(Coordinate labeling data)
━━━━━━━━━━━━━━━━━━━━━━━━━━━━━━
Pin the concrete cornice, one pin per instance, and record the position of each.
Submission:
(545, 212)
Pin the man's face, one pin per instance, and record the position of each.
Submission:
━━━━━━━━━━━━━━━━━━━━━━━━━━━━━━
### Exercise description
Write out every entry above word for word, keeping each line in the same order.

### Solved exercise
Pin the concrete cornice, one pin per instance, and record the position of each.
Submission:
(545, 212)
Pin the man's face, one pin per instance, and record the position of each.
Submission:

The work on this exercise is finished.